Directions for this task: Format the data from its first line through the line containing "(1093, 302)" as a numbered list, leaving out any blank lines.
☆ ☆ ☆
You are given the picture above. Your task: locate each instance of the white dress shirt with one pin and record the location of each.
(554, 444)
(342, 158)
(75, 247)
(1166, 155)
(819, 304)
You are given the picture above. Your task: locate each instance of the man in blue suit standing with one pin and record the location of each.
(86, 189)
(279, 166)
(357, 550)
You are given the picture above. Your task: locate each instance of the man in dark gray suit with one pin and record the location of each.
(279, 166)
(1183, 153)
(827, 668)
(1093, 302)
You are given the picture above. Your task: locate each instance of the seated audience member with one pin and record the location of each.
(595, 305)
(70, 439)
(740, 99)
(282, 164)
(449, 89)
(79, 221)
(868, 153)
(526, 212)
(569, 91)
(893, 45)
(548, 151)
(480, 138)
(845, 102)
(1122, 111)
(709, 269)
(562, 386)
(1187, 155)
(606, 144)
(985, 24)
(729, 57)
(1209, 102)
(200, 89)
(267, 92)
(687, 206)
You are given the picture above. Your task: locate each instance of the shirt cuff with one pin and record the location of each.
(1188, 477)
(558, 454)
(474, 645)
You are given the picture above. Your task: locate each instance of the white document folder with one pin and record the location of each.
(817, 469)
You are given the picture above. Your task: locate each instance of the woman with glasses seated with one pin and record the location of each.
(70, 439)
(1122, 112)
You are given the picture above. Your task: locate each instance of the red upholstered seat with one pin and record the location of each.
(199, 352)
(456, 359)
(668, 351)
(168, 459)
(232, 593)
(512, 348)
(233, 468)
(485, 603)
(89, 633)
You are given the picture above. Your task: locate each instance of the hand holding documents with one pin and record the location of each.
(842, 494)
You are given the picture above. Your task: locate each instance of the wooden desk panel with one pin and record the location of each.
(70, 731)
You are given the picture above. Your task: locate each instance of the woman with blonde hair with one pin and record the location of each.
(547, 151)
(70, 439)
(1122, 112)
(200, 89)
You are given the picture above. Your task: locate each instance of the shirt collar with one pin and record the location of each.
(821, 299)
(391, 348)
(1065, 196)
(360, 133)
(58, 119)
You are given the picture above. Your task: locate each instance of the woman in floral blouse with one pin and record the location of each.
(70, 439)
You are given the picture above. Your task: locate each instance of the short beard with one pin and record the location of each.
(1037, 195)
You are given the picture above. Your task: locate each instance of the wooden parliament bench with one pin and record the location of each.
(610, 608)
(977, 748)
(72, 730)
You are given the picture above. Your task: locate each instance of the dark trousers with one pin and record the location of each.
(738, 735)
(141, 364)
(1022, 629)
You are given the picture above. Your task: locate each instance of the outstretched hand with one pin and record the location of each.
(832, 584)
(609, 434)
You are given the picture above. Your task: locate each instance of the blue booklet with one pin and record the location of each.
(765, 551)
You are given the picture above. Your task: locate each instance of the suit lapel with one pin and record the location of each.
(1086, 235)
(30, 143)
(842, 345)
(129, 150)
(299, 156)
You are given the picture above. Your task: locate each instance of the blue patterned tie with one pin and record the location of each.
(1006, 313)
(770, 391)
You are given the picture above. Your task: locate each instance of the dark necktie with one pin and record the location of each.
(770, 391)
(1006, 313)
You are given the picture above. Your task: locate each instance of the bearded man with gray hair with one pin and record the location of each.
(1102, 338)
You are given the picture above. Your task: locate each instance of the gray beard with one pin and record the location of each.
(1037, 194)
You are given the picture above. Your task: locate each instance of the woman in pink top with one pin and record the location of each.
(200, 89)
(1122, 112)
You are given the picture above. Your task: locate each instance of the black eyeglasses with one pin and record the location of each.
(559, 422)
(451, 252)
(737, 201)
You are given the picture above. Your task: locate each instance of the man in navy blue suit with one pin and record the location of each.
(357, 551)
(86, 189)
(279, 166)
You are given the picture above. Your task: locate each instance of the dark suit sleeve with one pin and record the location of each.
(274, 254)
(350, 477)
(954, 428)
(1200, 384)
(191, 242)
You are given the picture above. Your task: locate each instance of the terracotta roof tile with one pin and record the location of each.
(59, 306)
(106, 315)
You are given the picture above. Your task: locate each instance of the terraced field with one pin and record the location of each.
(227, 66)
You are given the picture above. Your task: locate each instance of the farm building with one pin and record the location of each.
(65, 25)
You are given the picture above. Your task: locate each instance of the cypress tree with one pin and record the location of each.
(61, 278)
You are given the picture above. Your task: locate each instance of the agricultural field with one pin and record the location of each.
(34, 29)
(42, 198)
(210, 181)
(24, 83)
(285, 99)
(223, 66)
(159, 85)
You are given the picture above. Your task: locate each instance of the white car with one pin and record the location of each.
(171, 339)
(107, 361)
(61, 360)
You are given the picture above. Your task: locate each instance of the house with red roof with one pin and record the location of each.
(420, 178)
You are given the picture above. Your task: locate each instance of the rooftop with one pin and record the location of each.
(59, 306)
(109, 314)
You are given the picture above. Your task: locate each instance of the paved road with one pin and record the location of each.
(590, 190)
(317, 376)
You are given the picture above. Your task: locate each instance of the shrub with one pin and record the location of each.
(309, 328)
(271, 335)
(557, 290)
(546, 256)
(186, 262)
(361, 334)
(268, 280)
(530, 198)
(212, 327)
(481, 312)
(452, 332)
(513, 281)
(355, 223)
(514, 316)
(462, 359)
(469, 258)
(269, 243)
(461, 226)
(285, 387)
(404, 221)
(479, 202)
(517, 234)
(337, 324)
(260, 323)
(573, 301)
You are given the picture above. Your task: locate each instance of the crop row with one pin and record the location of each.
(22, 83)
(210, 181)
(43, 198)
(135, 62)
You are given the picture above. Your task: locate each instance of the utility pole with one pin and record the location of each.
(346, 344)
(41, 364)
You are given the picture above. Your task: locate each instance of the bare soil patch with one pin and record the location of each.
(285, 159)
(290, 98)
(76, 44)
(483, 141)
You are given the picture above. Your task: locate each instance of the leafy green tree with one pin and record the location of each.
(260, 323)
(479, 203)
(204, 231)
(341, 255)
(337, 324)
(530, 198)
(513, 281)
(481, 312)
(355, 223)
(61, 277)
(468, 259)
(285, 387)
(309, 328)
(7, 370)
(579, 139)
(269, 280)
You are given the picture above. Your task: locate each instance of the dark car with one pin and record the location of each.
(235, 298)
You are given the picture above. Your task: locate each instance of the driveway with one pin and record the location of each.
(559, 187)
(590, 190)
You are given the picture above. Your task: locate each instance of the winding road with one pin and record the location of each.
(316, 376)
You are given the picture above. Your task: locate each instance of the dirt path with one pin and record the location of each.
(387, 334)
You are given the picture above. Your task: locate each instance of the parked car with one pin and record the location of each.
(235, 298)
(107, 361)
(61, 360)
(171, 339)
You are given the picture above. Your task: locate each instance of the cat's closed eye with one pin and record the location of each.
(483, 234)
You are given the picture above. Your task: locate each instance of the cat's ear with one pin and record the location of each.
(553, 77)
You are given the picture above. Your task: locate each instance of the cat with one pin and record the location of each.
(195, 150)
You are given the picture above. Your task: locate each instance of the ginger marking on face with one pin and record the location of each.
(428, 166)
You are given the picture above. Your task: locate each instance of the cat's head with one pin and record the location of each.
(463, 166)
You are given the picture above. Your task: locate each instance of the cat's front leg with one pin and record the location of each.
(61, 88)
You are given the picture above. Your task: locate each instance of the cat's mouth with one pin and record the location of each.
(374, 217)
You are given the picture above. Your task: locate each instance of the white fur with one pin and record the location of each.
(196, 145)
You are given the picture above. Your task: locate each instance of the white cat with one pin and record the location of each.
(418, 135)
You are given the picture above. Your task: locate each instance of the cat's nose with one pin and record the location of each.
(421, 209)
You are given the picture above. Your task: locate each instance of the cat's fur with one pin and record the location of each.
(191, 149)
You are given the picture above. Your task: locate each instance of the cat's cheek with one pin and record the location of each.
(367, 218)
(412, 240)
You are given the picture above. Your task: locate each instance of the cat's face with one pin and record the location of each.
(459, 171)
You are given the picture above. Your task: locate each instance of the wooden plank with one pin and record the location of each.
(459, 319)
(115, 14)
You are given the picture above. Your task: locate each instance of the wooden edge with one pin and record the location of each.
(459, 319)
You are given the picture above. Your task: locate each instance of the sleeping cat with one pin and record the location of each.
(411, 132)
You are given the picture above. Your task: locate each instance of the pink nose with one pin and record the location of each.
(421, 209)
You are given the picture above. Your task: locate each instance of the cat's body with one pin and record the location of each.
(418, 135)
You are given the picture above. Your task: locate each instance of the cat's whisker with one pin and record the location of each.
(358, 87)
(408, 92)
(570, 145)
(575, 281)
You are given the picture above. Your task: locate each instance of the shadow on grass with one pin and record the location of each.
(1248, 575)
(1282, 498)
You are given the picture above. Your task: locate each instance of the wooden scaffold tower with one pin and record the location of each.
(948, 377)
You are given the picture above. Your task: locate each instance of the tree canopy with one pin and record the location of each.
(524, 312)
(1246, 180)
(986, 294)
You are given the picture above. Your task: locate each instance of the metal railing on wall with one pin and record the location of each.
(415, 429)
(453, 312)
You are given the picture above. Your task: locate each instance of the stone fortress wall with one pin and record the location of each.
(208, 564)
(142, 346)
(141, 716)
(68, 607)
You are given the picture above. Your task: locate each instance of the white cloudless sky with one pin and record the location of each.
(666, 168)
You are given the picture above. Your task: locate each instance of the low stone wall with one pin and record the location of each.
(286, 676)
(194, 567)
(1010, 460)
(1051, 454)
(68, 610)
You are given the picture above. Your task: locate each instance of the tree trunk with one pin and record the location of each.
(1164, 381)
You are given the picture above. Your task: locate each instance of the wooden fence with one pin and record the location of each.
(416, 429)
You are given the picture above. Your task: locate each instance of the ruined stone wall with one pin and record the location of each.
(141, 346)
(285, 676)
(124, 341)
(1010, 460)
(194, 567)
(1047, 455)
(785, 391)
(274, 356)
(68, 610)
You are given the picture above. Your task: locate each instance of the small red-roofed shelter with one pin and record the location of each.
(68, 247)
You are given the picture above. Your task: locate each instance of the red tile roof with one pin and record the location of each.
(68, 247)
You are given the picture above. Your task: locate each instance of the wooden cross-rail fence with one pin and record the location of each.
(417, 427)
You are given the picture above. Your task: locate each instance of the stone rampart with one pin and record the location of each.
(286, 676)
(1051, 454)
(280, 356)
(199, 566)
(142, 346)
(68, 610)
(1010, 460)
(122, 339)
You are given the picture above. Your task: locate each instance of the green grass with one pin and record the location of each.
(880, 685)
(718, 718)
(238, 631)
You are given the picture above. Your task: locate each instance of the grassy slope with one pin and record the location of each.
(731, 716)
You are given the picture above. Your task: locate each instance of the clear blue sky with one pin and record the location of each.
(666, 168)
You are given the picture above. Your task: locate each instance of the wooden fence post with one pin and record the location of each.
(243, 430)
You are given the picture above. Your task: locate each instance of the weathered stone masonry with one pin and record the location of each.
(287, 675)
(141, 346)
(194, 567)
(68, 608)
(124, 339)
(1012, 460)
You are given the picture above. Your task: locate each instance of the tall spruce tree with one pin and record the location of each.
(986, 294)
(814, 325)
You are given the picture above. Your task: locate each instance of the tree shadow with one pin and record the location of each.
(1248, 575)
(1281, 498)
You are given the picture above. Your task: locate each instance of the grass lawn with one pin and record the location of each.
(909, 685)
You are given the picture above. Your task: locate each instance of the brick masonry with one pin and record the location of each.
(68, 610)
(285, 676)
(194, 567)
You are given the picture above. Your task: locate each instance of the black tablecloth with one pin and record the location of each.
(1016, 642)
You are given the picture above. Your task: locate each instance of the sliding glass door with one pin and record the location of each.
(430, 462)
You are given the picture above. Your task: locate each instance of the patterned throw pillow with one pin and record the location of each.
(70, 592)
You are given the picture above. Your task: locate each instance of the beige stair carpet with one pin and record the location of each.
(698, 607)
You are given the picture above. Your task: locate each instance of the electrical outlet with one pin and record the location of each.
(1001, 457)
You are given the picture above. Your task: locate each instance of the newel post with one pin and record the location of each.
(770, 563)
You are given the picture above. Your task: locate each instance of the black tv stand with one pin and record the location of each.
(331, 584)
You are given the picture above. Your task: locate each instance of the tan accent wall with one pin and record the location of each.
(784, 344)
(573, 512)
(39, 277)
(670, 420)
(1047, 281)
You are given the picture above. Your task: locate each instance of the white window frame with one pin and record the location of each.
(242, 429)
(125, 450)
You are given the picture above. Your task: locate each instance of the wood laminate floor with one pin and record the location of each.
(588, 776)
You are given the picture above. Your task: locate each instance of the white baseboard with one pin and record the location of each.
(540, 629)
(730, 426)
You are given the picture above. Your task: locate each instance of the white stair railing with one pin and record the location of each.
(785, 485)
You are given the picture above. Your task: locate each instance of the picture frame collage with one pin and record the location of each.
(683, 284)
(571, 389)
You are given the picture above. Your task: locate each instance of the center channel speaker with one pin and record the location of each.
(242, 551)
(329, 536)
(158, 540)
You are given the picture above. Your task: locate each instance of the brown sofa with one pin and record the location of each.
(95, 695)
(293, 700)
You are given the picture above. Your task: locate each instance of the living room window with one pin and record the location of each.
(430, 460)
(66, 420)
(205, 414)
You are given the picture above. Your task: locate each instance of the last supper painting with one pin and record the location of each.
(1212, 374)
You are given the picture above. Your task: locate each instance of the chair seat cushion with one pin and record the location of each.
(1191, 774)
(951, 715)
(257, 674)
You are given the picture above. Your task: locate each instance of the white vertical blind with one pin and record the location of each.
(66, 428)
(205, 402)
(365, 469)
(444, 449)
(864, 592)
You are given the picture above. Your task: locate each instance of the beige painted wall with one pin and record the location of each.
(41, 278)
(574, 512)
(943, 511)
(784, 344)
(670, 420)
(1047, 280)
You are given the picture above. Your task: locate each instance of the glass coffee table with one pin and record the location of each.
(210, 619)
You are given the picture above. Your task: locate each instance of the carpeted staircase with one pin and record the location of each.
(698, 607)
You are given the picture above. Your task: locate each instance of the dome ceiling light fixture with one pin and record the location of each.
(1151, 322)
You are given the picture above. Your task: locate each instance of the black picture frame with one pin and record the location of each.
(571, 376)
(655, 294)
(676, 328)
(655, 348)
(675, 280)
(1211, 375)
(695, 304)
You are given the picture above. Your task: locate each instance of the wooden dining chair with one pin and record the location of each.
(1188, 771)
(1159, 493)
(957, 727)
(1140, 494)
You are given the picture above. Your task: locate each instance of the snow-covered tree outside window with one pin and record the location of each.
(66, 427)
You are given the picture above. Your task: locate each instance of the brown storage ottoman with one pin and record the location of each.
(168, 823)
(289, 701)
☆ ☆ ☆
Answer for this exercise:
1. You are given the picture above. Your task: locate each instance of the white dress shirt with one pin and record the location of each.
2. (554, 444)
3. (342, 158)
4. (75, 247)
5. (1166, 155)
6. (819, 304)
7. You are given the picture above. Your task: locate each instance of the man in blue suit standing with one pin and record the location of each.
8. (86, 189)
9. (279, 166)
10. (357, 550)
11. You are given the picture above. Your task: locate each instance of the man in dark gray suit with one pin and record the location of each.
12. (279, 166)
13. (1183, 153)
14. (827, 668)
15. (1093, 302)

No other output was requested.